Problem statement >> Output every record word for word.

Dataset excerpts on object pointing
───
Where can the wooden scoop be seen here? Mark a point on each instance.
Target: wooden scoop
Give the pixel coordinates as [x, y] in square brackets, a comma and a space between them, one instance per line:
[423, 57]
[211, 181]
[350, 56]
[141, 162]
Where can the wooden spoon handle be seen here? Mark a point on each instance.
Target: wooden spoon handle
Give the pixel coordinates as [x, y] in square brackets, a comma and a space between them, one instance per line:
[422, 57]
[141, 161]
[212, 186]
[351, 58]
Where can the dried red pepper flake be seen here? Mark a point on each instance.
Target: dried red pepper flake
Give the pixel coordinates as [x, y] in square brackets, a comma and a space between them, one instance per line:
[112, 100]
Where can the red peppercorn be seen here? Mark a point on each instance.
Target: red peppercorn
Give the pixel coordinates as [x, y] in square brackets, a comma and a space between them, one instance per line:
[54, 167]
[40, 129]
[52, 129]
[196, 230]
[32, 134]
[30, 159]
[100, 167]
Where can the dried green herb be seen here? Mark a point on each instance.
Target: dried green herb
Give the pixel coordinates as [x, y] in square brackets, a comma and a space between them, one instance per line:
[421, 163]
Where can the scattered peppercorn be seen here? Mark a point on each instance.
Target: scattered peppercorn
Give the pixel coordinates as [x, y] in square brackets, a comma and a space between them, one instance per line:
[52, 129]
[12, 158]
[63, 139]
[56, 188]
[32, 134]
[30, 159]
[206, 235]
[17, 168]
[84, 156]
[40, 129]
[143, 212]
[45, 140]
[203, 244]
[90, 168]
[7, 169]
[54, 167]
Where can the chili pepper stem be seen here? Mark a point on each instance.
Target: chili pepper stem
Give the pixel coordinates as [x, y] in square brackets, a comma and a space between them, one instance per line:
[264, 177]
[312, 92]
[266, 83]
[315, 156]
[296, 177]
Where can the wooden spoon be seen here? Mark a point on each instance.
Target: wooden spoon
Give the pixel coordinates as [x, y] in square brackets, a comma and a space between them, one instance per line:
───
Output of the exercise >>
Where can the wooden scoop be seen here? Mark a point on each instance.
Target: wooden scoop
Give the pixel coordinates as [x, y] in square brackets, a comma and a space between them, one instance per line:
[423, 57]
[211, 181]
[350, 56]
[141, 162]
Where can the wooden spoon handle be seen here? Mark a point on each instance.
Target: wooden spoon handle
Give the pixel coordinates as [x, y] in square brackets, a comma and a space between them, one instance per line:
[422, 57]
[141, 161]
[212, 186]
[351, 58]
Where can the dried red pepper flake be seen here? Mark a point on each instance.
Target: dried red pepper flake
Give the pixel coordinates as [x, y] in square brackets, a comma and a space between them, one instance per line:
[112, 100]
Where can the red peppercorn be seen here? Mark a point on each instance.
Target: red peppercorn
Give the pixel coordinates as [x, y] in square brackets, a comma and a space between them, one instance per line:
[54, 167]
[40, 129]
[52, 129]
[196, 230]
[32, 134]
[30, 159]
[100, 167]
Where can the dried green herb be seen here? Mark a point on each instance.
Target: dried green herb
Give the pixel coordinates as [x, y] in square brackets, a comma and a space between them, one instance per line:
[421, 163]
Where can the scattered peppercorn be seen here? Mark a point on each instance.
Target: scattered peppercorn
Give the pixel coordinates as [x, y] in square brackets, a comma and a space between them, one instance per line:
[52, 129]
[12, 158]
[63, 139]
[56, 188]
[32, 134]
[30, 159]
[206, 235]
[17, 168]
[84, 156]
[40, 129]
[143, 212]
[45, 140]
[203, 244]
[90, 168]
[7, 169]
[54, 167]
Where can the chili pepper stem be seen here? Mark a point on each instance.
Target: chili pepper stem
Give the pixel coordinates as [x, y] in square brackets, a comma and a space between them, one instance per line:
[264, 177]
[312, 92]
[266, 83]
[315, 156]
[296, 177]
Where can the wooden spoon be seen here? Mark a point on each instance.
Target: wooden spoon
Give the pixel coordinates as [x, y] in square brackets, a comma and a space between them, one instance per line:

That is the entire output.